Top of RECORDS SUPPLIED

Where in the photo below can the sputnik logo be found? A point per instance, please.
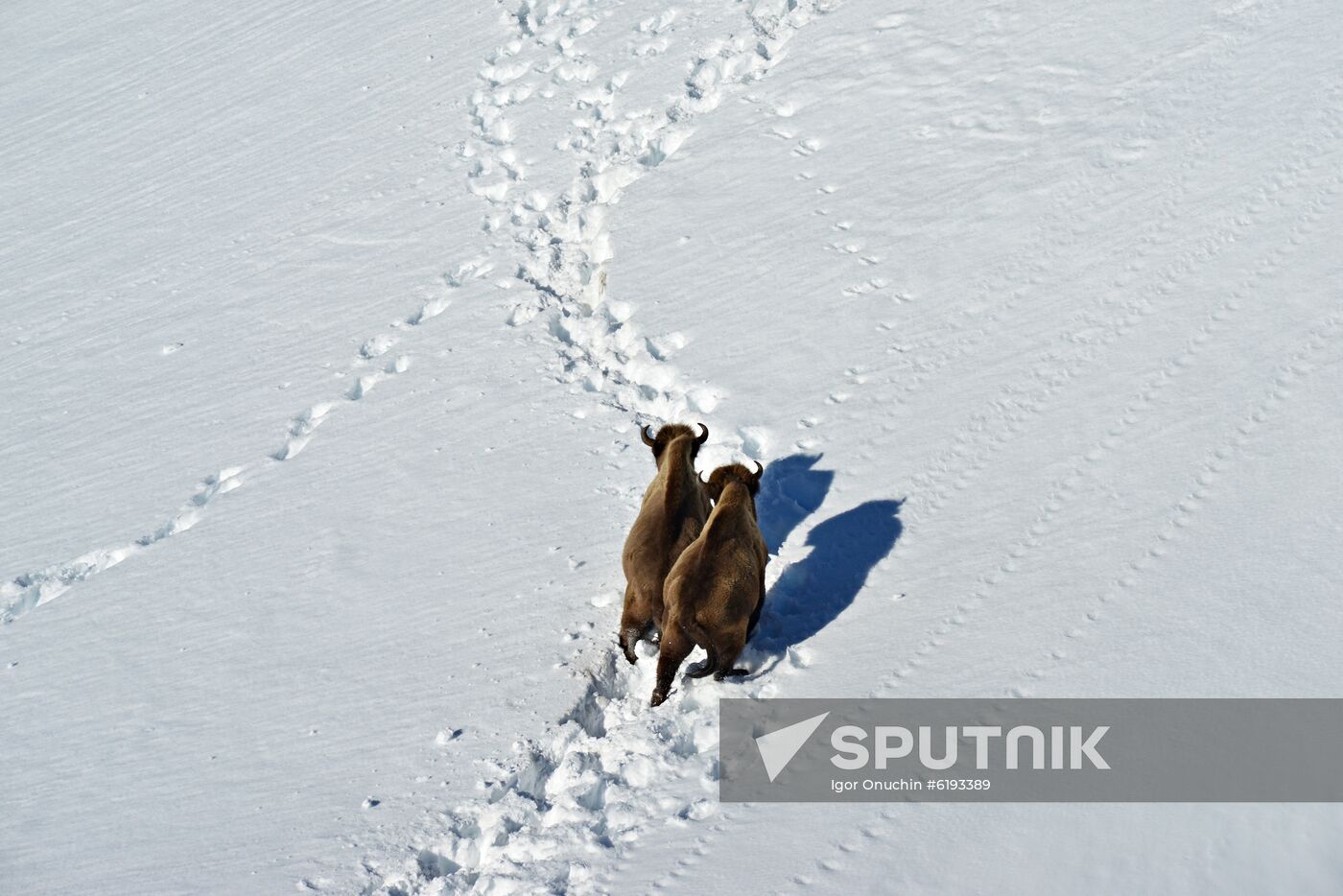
(779, 747)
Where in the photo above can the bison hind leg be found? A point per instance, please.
(727, 650)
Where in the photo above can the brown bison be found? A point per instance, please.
(715, 590)
(673, 512)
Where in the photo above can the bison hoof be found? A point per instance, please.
(700, 670)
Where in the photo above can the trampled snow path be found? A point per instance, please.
(610, 768)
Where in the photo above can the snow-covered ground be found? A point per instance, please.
(328, 326)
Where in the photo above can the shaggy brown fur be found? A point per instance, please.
(674, 509)
(715, 590)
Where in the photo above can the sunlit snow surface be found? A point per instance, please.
(326, 333)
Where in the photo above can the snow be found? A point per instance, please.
(328, 333)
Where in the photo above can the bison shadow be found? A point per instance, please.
(814, 591)
(789, 492)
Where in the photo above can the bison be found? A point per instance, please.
(715, 590)
(673, 512)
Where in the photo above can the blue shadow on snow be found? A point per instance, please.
(814, 591)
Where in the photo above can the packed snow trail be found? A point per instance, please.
(1031, 316)
(608, 770)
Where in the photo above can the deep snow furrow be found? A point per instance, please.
(586, 786)
(567, 242)
(31, 590)
(372, 365)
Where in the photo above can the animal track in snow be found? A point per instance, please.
(31, 590)
(583, 785)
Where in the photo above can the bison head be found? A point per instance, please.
(669, 434)
(720, 479)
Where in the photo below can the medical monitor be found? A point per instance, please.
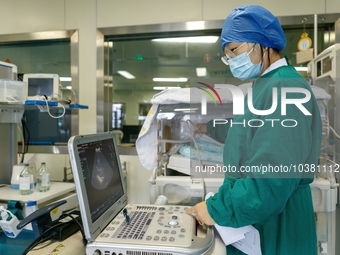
(42, 84)
(98, 175)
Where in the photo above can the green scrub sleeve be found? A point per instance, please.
(253, 197)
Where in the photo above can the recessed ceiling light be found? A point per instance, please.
(126, 74)
(163, 88)
(194, 39)
(65, 78)
(201, 71)
(301, 68)
(181, 79)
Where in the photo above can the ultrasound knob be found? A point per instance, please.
(97, 252)
(173, 223)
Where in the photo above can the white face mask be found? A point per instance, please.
(242, 68)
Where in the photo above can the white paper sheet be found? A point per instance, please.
(246, 239)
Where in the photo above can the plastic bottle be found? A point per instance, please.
(26, 181)
(8, 223)
(43, 178)
(30, 207)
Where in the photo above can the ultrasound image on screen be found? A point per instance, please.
(40, 86)
(101, 175)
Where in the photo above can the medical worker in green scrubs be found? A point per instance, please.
(277, 203)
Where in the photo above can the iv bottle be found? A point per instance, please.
(43, 178)
(26, 181)
(8, 223)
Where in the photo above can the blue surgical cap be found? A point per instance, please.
(252, 23)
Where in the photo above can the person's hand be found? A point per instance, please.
(201, 128)
(202, 214)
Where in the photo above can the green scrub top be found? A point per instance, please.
(278, 204)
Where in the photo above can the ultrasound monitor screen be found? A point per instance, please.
(40, 86)
(101, 175)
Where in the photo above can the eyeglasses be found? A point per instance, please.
(231, 53)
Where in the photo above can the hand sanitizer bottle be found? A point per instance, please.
(43, 178)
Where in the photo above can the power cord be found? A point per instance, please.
(46, 235)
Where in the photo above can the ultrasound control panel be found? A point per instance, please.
(155, 227)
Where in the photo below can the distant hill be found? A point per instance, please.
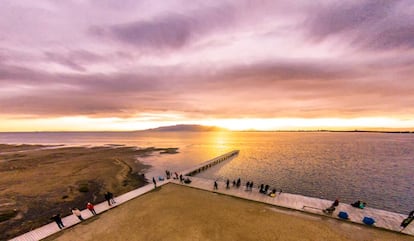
(192, 128)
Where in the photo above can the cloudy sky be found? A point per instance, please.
(127, 65)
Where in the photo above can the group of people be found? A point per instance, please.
(359, 204)
(109, 197)
(264, 189)
(332, 208)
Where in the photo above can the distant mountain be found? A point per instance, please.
(192, 128)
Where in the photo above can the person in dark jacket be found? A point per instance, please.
(77, 213)
(58, 220)
(91, 208)
(155, 183)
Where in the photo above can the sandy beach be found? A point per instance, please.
(37, 181)
(174, 212)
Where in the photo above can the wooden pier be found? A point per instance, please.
(291, 202)
(207, 164)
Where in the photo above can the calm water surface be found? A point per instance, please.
(374, 167)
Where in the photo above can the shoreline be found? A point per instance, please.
(182, 213)
(37, 182)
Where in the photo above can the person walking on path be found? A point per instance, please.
(77, 213)
(107, 198)
(155, 183)
(407, 221)
(111, 197)
(58, 220)
(91, 208)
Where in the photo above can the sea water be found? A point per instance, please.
(374, 167)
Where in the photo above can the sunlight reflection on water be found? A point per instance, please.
(373, 167)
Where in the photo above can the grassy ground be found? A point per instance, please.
(36, 183)
(175, 212)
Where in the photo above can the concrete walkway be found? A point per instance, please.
(71, 220)
(383, 219)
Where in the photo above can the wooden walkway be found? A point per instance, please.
(384, 219)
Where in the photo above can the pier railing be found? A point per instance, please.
(207, 164)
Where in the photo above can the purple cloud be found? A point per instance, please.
(169, 30)
(369, 24)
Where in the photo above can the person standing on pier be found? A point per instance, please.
(155, 183)
(77, 213)
(91, 208)
(111, 197)
(107, 198)
(58, 220)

Bottom of RECORDS SUPPLIED

Repeat the records above exactly. Pictures do not belong in the copy.

Where in the photo below can the sputnik logo be found? A point per instance, please.
(779, 747)
Where in the photo above can the bison hind leg be found? A point per instance, please.
(727, 650)
Where in the photo above can the brown bison be found? A point per instance, please.
(715, 590)
(673, 512)
Where in the photo above can the bison hoof be found? A point per instance, please.
(700, 670)
Where in the photo above can the trampled snow path be found? A point per instance, please.
(610, 768)
Where in the photo above can the snow-covered ground be found? A point per instance, please.
(328, 326)
Where in the photo above can the shaggy brown fur be found? A point per instance, please.
(674, 509)
(715, 590)
Where in the photo above can the sunlit snow surface be found? A point per instance, please.
(326, 333)
Where in the photo above can the snow be found? A point per instance, please.
(328, 333)
Where in the photo above can the bison shadow be found? A point per instance, please.
(814, 591)
(789, 492)
Where in the photo above can the bison be found? A point per instance, please.
(715, 590)
(673, 512)
Where in the photo above can the blue shadow on snow be found? A point per instance, please.
(814, 591)
Where in the photo above can the packed snow trail be found? A point per instance, please.
(1031, 316)
(608, 770)
Where in the photo above can the deep snow furrow be found? A point per instance, please.
(586, 786)
(567, 242)
(31, 590)
(372, 365)
Where in the photo above can the animal track in snow be found? A point per instance, please.
(31, 590)
(583, 785)
Where in the photo above can the bison head be found? A point per instance, please.
(669, 434)
(720, 479)
Where in the photo below can the medical monitor be found? A point per instance, please.
(42, 84)
(98, 175)
Where in the photo above can the green scrub sleeve be found? A point per instance, please.
(253, 197)
Where in the photo above can the recessed ceiling light be found? A point per instance, please.
(126, 74)
(163, 88)
(194, 39)
(65, 78)
(201, 71)
(301, 68)
(181, 79)
Where in the photo above can the ultrasound knob be found? A point per instance, please.
(97, 252)
(173, 223)
Where in the photo above can the white face mask be found? A point per instance, please.
(242, 68)
Where in the photo above can the white paper sheet be found? A point per instance, please.
(246, 239)
Where in the photo above can the plastic bottle be found? A point per instance, please.
(26, 181)
(8, 223)
(43, 178)
(30, 207)
Where in the photo above can the ultrasound image on screen be found? A point per instance, please.
(40, 86)
(101, 175)
Where in the photo above can the medical worker in green scrubs be found? A point per instance, please.
(277, 203)
Where in the photo above can the iv bottle be found? A point per instance, please.
(43, 178)
(26, 181)
(8, 223)
Where in the photo above can the blue surgical cap be found? A point per instance, please.
(252, 23)
Where in the photo above can the person's hand be found? A point per instance, please.
(201, 128)
(202, 214)
Where in the photo above can the green scrub top be found? A point per instance, please.
(278, 204)
Where in the photo above can the ultrasound monitor screen be found? A point per instance, please.
(40, 86)
(101, 175)
Where in the photo above can the eyeglasses be found? A point per instance, please.
(231, 53)
Where in the photo above can the hand sanitizer bottle be found? A point per instance, please.
(43, 178)
Where in the photo above can the power cord be found? A point per instance, please.
(46, 235)
Where in the photo above can the ultrasound control panel be found? A point per instance, please.
(155, 227)
Where in the photo below can the distant hill be found? A point per instance, please.
(192, 128)
Where in the photo above can the cloudy sky be found? A point per instance, please.
(127, 65)
Where in the photo above can the group of people be found? A point per instance, please.
(359, 204)
(109, 197)
(264, 189)
(332, 208)
Where in the photo above can the distant mountain be found? A point per instance, please.
(192, 128)
Where in the photo above can the person in dark jacket be found? A point per instance, please.
(77, 213)
(58, 220)
(91, 208)
(155, 183)
Where in the photo above can the sandy beach be found? A point per instance, please.
(37, 181)
(174, 212)
Where in the photo above can the wooden pier be found? A point per instance, please.
(291, 202)
(207, 164)
Where in the photo above can the calm water surface be found? A point per instance, please.
(374, 167)
Where in the photo above can the shoreline be found? A point per instance, please.
(182, 213)
(37, 182)
Where in the photo above can the person walking on path be found? A point per instance, please.
(77, 213)
(107, 198)
(155, 183)
(407, 221)
(111, 197)
(58, 220)
(91, 208)
Where in the photo above can the sea water be found? A point per instance, please.
(374, 167)
Where in the photo above can the sunlight reflection on water be found? A point per instance, please.
(373, 167)
Where in the photo above can the grassy ground be found? A point per instance, please.
(36, 183)
(175, 212)
Where in the photo above can the concrete walkway be found? A point per instance, please.
(71, 220)
(383, 219)
Where in the photo above can the wooden walkway be found? A point per instance, please.
(384, 219)
Where in the photo above can the pier railing be found? A point per instance, please.
(207, 164)
Where in the photo above can the purple cloud be found? A point per instance, please.
(169, 30)
(369, 24)
Where in the photo above can the person standing on pier be found? A point per instance, please.
(155, 183)
(77, 213)
(91, 208)
(111, 197)
(107, 198)
(58, 220)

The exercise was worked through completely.